*SHORT TASK*
Put every line of the data below into a Markdown table with two columns, Row and Entry. Number the lines in Row, and skip any blank lines.

>> BEGIN STORED DATA

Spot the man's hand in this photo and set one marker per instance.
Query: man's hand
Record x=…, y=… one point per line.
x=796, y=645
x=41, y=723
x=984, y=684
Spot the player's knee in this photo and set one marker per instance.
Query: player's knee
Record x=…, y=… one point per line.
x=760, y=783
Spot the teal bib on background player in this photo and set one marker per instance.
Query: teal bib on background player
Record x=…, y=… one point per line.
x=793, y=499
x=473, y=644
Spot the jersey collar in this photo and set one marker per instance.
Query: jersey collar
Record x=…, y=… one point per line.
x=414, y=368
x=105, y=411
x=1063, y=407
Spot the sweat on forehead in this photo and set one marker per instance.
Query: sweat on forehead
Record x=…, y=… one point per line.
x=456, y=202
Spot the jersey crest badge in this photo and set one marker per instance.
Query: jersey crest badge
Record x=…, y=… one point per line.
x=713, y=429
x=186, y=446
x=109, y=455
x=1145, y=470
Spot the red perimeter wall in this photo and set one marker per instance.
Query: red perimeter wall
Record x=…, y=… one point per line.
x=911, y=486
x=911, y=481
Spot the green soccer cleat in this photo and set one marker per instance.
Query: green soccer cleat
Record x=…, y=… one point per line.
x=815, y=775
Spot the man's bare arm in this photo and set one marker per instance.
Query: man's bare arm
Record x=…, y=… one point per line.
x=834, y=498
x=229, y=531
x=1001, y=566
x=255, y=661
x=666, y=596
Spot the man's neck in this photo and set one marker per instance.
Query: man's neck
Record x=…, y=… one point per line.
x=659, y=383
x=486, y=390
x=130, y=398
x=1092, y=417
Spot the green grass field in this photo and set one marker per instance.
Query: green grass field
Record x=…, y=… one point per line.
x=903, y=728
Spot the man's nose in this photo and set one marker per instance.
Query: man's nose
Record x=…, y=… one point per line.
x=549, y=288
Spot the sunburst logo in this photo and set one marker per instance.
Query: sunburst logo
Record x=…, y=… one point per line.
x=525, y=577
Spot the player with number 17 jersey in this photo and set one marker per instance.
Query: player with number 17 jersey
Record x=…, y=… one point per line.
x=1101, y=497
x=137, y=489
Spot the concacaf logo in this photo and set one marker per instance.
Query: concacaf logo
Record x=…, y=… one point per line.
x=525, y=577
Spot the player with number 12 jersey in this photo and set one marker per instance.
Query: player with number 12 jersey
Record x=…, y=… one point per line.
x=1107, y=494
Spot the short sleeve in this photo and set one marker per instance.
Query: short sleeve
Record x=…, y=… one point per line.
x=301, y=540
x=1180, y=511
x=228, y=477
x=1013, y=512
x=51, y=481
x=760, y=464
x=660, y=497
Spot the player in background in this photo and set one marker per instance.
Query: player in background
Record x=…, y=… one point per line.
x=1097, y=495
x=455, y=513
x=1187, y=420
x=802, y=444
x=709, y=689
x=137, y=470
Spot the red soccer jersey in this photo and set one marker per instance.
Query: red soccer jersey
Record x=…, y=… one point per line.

>> END STORED DATA

*THE REPLY*
| Row | Entry |
|---|---|
| 1 | Spot the man's hand in this photo and set one marker per instance. |
| 2 | Query: man's hand |
| 3 | Record x=…, y=… one point per line. |
| 4 | x=796, y=645 |
| 5 | x=41, y=723 |
| 6 | x=984, y=684 |
| 7 | Spot the player's knee in this photo and set one marker per instance. |
| 8 | Query: player's knee |
| 9 | Record x=…, y=… one point per line. |
| 10 | x=760, y=783 |
| 11 | Spot the teal bib on background player in this photo and set one marker per instance. |
| 12 | Query: teal bib on background player |
| 13 | Record x=…, y=… one point per line. |
| 14 | x=793, y=499 |
| 15 | x=473, y=644 |
| 16 | Spot the jersey collar in this photo and set one marker per instance. |
| 17 | Query: jersey collar |
| 18 | Record x=…, y=… one point per line. |
| 19 | x=414, y=368 |
| 20 | x=105, y=411 |
| 21 | x=1063, y=407 |
| 22 | Spot the sweat on forehead in this photo and set one marker per instance. |
| 23 | Query: sweat on forehead |
| 24 | Record x=…, y=… one point per line. |
| 25 | x=456, y=202 |
| 26 | Spot the jersey crest badge in this photo and set one marker per instance. |
| 27 | Query: jersey crest badge |
| 28 | Record x=…, y=… one point per line. |
| 29 | x=713, y=429 |
| 30 | x=186, y=446 |
| 31 | x=109, y=455 |
| 32 | x=1145, y=470 |
| 33 | Spot the red perimeter wall in this photo and set one marker per instance. |
| 34 | Query: red perimeter wall |
| 35 | Record x=…, y=… one point per line. |
| 36 | x=911, y=486 |
| 37 | x=911, y=481 |
| 38 | Spot the green soccer cleat in this photo and set one marker per instance. |
| 39 | Query: green soccer cleat |
| 40 | Record x=…, y=… one point per line. |
| 41 | x=815, y=775 |
| 42 | Spot the man's bare arm in this photo and set one marker per instance. |
| 43 | Query: man's bare arm |
| 44 | Record x=…, y=… one point per line. |
| 45 | x=834, y=498 |
| 46 | x=229, y=531 |
| 47 | x=1001, y=566 |
| 48 | x=255, y=661 |
| 49 | x=666, y=596 |
| 50 | Spot the man's neck in this photo and set one marker per instance. |
| 51 | Query: man's neck |
| 52 | Record x=…, y=… one point per line. |
| 53 | x=659, y=383 |
| 54 | x=486, y=390 |
| 55 | x=130, y=398 |
| 56 | x=1092, y=417 |
| 57 | Spot the green grass field in this photo and set one marker per instance. |
| 58 | Query: green grass field |
| 59 | Record x=…, y=… one point per line. |
| 60 | x=903, y=728 |
| 61 | Spot the man's nose in this photo and set one marker per instance. |
| 62 | Query: man's nose |
| 63 | Record x=…, y=… one point per line. |
| 64 | x=549, y=288 |
| 65 | Spot the sunburst logo in this photo and set one marker per instance. |
| 66 | Query: sunburst logo |
| 67 | Record x=…, y=… one point per line. |
| 68 | x=525, y=577 |
| 69 | Spot the player with number 17 jersey in this photo and set one marker per instance. |
| 70 | Query: player with number 17 jersey |
| 71 | Record x=…, y=… one point per line. |
| 72 | x=1101, y=497 |
| 73 | x=137, y=489 |
| 74 | Spot the concacaf logo in this photo and set one marker per instance. |
| 75 | Query: concacaf logo |
| 76 | Record x=…, y=… one point per line. |
| 77 | x=525, y=577 |
| 78 | Spot the player with number 12 jersey in this photo and set one marker per instance. |
| 79 | Query: player with number 12 jersey |
| 80 | Record x=…, y=… one point per line. |
| 81 | x=1107, y=494 |
| 82 | Spot the short sleeve in this photo and set one marker per instance. |
| 83 | Query: short sleeve |
| 84 | Record x=…, y=… one point per line. |
| 85 | x=301, y=540 |
| 86 | x=1180, y=511 |
| 87 | x=228, y=477 |
| 88 | x=1013, y=512 |
| 89 | x=51, y=481 |
| 90 | x=760, y=464 |
| 91 | x=660, y=497 |
| 92 | Spot the player in background in this photo and set one marker per instance. |
| 93 | Query: player in background |
| 94 | Record x=…, y=… one point per line. |
| 95 | x=1097, y=495 |
| 96 | x=455, y=513 |
| 97 | x=1187, y=420 |
| 98 | x=802, y=444 |
| 99 | x=709, y=689 |
| 100 | x=137, y=470 |
| 101 | Spot the red soccer jersey in this photo and set one marker per instance. |
| 102 | Query: red soccer jersey |
| 103 | Record x=…, y=… one point per line. |